◆ WHAT TO DO
Pick out every line of the items below that contains the word "white", and copy each of those lines in full.

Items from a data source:
────────────────────

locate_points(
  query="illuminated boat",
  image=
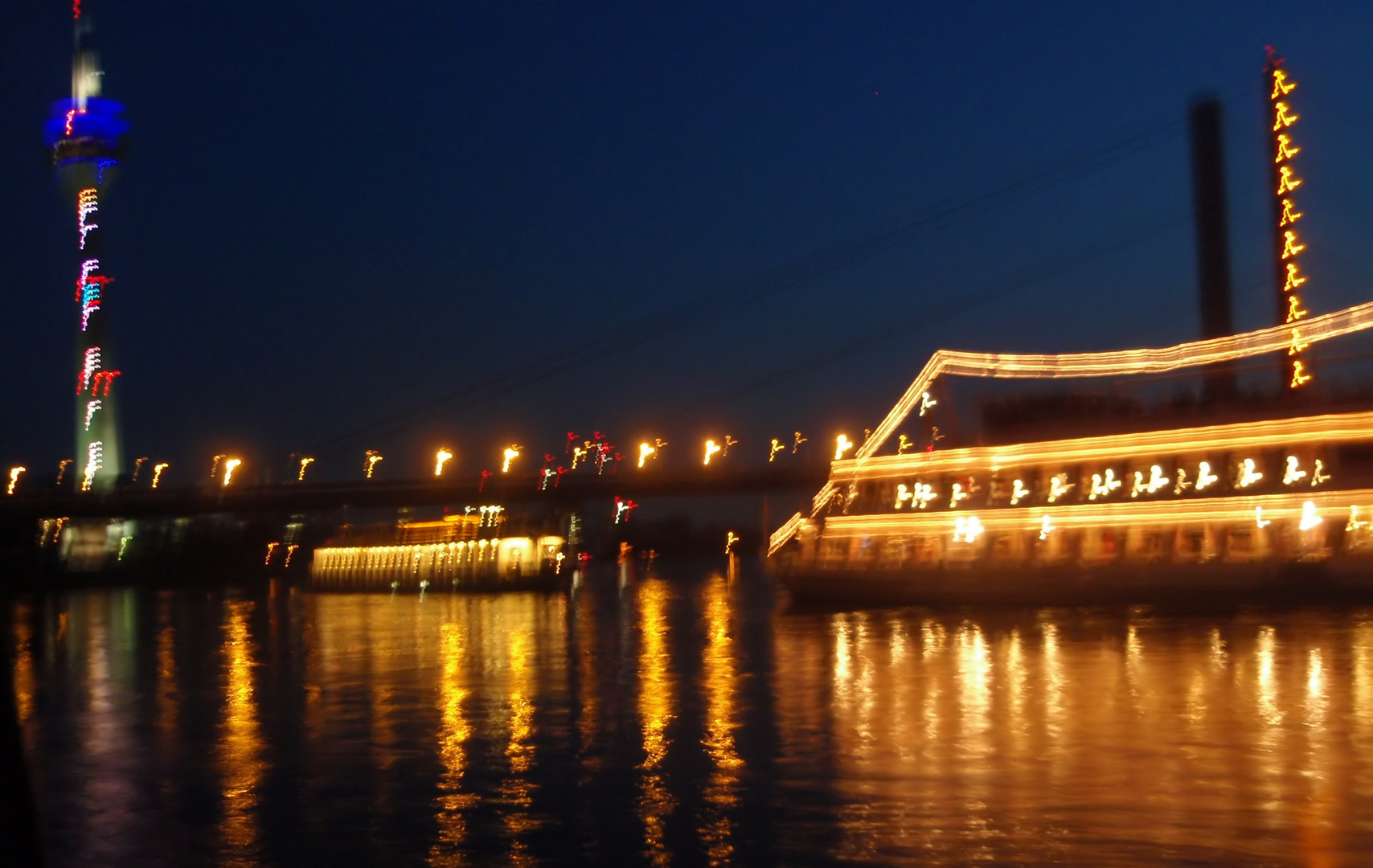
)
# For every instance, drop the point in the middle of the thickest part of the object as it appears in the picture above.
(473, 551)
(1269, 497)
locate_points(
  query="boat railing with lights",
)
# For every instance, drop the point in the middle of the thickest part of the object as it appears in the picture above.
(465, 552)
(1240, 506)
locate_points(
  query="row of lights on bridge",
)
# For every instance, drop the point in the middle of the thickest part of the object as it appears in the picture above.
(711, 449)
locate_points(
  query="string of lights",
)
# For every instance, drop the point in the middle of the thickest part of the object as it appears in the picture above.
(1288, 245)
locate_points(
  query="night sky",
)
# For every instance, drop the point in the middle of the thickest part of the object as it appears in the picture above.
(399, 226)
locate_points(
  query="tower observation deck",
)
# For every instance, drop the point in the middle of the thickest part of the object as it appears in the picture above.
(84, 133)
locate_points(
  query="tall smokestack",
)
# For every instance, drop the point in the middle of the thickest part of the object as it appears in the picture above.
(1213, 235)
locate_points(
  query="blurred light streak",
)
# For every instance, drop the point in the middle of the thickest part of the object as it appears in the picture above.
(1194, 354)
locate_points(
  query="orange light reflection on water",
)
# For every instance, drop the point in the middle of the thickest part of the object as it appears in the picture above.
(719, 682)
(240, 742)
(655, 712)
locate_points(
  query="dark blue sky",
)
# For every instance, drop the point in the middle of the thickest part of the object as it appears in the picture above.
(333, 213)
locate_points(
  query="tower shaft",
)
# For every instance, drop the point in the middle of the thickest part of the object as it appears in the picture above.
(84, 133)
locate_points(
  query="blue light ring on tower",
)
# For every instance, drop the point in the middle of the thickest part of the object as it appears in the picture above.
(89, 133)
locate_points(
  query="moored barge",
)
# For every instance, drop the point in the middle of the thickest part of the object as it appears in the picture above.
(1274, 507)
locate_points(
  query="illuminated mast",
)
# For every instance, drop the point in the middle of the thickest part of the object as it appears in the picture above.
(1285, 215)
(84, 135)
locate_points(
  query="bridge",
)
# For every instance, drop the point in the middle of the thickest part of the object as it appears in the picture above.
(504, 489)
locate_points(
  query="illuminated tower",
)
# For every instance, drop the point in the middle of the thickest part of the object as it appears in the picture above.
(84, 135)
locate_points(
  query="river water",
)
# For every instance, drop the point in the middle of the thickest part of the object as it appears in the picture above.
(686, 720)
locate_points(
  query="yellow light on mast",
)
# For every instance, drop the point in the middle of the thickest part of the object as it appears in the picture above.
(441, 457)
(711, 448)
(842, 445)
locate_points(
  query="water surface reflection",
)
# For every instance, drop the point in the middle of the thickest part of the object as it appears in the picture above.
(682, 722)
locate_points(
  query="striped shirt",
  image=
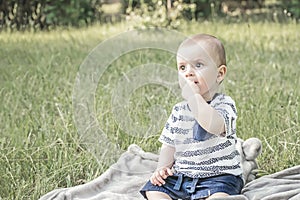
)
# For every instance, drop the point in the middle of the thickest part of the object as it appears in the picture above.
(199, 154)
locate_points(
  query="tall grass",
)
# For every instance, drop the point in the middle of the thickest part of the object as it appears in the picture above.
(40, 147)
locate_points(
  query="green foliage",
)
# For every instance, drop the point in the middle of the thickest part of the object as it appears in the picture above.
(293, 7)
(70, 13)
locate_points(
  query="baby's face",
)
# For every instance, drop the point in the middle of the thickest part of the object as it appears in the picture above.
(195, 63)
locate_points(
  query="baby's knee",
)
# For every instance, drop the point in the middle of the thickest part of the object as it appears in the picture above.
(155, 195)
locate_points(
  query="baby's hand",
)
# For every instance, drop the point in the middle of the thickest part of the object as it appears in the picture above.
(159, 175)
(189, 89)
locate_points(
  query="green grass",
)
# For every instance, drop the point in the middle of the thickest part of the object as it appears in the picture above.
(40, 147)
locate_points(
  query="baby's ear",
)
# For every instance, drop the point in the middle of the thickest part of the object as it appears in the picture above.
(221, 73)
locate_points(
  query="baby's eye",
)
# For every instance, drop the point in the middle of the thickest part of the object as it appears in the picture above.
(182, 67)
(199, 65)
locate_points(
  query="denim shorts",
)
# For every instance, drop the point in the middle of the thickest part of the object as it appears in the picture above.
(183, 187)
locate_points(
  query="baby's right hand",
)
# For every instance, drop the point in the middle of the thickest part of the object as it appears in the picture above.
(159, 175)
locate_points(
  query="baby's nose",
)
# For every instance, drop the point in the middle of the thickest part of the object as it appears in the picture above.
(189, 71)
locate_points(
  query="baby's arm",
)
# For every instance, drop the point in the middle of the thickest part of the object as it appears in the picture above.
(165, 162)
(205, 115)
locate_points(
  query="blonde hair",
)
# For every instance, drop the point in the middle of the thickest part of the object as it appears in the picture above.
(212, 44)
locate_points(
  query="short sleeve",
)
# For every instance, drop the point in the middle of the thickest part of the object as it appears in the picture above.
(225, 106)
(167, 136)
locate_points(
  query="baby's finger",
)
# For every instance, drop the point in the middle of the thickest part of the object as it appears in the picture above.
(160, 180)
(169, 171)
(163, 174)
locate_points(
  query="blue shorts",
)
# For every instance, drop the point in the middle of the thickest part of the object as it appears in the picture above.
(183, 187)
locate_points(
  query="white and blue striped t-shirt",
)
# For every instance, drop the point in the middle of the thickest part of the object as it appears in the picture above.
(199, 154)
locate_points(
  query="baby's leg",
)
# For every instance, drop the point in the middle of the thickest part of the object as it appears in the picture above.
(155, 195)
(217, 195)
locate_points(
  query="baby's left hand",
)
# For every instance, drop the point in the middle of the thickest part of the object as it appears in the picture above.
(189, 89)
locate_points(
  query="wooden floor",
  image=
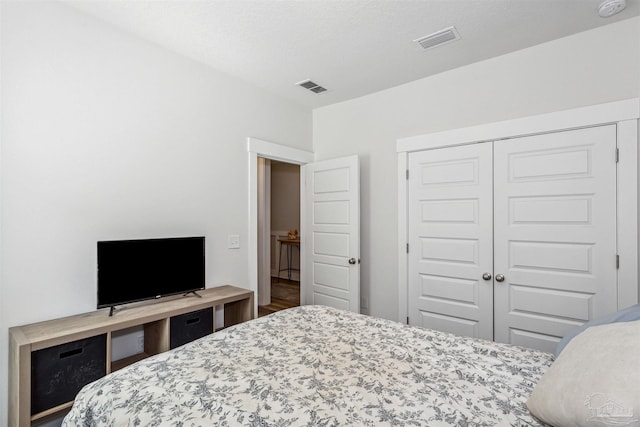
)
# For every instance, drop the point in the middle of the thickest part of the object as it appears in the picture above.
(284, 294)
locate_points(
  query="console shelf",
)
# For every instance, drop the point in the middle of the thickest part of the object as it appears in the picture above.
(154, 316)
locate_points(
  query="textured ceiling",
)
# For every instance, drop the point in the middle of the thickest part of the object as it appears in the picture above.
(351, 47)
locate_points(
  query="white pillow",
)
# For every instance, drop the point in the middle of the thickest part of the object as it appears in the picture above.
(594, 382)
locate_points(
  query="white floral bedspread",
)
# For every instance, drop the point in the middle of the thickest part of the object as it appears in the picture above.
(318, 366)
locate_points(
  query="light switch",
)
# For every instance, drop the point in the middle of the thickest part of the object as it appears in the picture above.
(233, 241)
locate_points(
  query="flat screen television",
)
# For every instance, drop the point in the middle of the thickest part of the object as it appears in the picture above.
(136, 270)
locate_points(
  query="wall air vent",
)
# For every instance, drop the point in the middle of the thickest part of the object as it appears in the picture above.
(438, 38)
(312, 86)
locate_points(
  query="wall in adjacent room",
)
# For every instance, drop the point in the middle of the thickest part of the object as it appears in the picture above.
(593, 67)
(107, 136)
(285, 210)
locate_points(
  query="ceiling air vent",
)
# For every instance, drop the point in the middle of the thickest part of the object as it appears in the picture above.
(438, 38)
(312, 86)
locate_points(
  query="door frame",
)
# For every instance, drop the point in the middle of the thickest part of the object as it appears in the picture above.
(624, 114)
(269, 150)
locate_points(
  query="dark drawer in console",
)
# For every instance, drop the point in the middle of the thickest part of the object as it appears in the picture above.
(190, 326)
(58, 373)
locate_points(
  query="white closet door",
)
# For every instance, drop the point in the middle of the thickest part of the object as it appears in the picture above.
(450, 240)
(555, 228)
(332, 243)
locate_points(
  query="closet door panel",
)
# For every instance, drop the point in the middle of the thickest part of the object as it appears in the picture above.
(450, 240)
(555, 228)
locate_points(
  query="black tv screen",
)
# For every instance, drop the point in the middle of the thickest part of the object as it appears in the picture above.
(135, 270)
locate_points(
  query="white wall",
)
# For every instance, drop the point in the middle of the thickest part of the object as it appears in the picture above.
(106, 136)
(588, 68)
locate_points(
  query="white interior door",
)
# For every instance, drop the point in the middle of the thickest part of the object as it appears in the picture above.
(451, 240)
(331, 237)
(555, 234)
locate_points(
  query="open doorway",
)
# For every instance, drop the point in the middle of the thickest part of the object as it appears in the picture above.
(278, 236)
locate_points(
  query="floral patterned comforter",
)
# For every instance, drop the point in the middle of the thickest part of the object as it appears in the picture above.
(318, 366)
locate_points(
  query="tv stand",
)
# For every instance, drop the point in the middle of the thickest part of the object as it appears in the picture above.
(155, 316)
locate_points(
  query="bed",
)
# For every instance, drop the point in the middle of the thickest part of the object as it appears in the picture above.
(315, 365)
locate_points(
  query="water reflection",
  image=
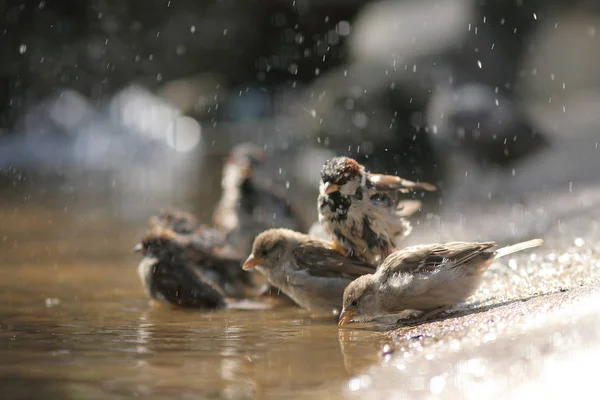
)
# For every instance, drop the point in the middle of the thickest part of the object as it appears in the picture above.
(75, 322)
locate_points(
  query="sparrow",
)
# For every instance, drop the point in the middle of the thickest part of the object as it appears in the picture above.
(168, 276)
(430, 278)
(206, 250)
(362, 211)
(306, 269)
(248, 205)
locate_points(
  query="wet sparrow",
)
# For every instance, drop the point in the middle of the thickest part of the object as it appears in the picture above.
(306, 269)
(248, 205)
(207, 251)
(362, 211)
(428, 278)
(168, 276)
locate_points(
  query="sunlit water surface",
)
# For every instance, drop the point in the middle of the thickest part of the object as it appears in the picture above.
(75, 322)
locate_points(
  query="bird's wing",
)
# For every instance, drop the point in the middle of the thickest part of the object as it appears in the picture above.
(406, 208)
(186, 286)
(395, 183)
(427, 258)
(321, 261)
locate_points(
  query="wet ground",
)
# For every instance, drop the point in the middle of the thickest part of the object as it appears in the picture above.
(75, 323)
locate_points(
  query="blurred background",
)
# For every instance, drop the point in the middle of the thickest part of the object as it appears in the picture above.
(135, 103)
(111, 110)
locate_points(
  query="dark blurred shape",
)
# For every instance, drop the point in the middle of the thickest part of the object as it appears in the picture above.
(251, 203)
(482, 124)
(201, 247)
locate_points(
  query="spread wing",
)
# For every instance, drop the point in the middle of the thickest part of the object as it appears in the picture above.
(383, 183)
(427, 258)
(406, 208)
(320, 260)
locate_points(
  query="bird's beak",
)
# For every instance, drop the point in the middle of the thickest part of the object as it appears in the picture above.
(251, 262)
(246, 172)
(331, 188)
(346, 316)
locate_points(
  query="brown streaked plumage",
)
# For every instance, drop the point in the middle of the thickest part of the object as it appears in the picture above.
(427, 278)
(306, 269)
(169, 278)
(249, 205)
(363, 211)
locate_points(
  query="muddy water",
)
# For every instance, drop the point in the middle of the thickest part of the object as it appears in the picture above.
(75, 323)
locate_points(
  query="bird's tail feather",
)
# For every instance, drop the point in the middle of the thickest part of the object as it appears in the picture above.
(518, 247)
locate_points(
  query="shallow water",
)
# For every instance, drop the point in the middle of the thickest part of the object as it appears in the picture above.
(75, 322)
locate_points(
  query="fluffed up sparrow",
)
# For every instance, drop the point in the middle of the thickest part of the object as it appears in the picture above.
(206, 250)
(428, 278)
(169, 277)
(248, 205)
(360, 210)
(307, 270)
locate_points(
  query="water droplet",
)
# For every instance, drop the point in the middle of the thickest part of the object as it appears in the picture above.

────────────────────

◆ WRITTEN SOLUTION
  query="white and blue striped t-shirt",
  query="white pillow",
  query="white floral bedspread",
  query="white closet door",
  query="white wall",
  query="white interior door",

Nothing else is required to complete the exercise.